:: Exercise description ::
Write out all the entries below without any change.

*** Opening Records for the task ***

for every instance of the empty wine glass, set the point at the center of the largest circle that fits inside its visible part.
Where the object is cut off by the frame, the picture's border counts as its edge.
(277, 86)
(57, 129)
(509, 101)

*** Closing Records for the task ***

:: Answer section ::
for every instance of the empty wine glass, set the point at the center of the largest circle that fits inside its visible part.
Where the object is cut off by the frame, the picture's border counts as its edge.
(277, 86)
(57, 129)
(509, 101)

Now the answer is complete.